> _TEXT TO READ_:
»»

Expecting anything from the next moment will make you leave the present moment. Holding on to anything that took place in a past moment is a hindrance. It will curb your ecstasy. It will dampen your freedom. It is like the surging of time in a timeless moment. It will throw a cold. Now is always timeless. Otherwise now is not now anymore. Now then mingles itself with thoughts of past events, and with expectations. It is sullied. Eternity is lost, replaced by the movement of separation. Stillness is disturbed, transformed into endless seeking. Now is being encumbered with time. And time is nothing but the main constituent of our limited, illusory, suffering self.

««

> _RECORDS SHOWN_:
»»

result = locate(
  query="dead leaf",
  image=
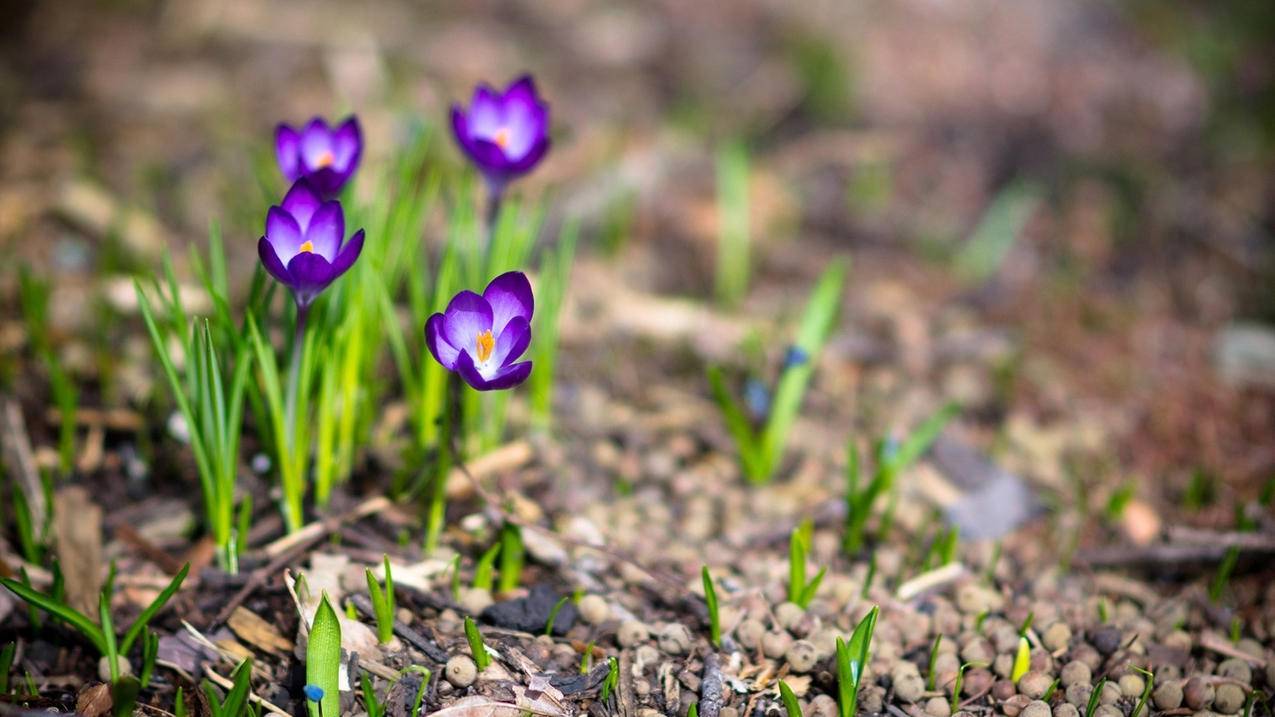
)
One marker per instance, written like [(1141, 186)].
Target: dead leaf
[(78, 528)]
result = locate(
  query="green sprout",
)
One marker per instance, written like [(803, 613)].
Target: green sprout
[(552, 618), (800, 591), (763, 448), (101, 633), (236, 703), (383, 601), (511, 555), (933, 658), (476, 647), (323, 661), (891, 459), (710, 601), (792, 708), (732, 249), (851, 661)]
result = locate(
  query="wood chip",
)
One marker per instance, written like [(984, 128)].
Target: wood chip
[(256, 632)]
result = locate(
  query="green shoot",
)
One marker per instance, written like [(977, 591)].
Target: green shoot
[(552, 618), (476, 647), (383, 602), (212, 406), (851, 661), (800, 591), (101, 633), (485, 569), (761, 449), (982, 255), (7, 653), (792, 708), (933, 657), (732, 249), (323, 660), (612, 679), (510, 558), (236, 701), (710, 601), (891, 461), (1148, 688)]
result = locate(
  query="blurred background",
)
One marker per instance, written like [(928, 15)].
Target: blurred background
[(1060, 213)]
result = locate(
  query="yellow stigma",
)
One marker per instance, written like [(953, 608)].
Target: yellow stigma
[(486, 343)]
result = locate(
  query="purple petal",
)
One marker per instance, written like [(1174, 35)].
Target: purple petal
[(301, 203), (327, 229), (348, 254), (287, 151), (443, 352), (511, 342), (316, 146), (509, 295), (283, 232), (467, 317), (347, 146), (270, 260)]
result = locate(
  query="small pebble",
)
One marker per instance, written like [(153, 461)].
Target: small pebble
[(937, 707), (675, 638), (801, 656), (1228, 699), (460, 671), (1236, 669), (1066, 709), (1056, 637), (788, 615), (749, 633), (633, 633), (775, 643), (1132, 685), (1167, 695), (1075, 672), (1037, 709), (594, 609), (1197, 694), (1034, 684)]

««

Decide whether each statement agrees with the passage about the present moment. Answer yes or no, and quote the words of the passage that settle it.
1. Holding on to something from a past moment is called a hindrance.
2. When stillness is disturbed, it turns into a state of rest.
3. Now is described as always timeless.
You can leave the lines aside.

1. Yes: "Holding on to anything that took place in a past moment is a hindrance."
2. No: "Stillness is disturbed, transformed into endless seeking."
3. Yes: "Now is always timeless."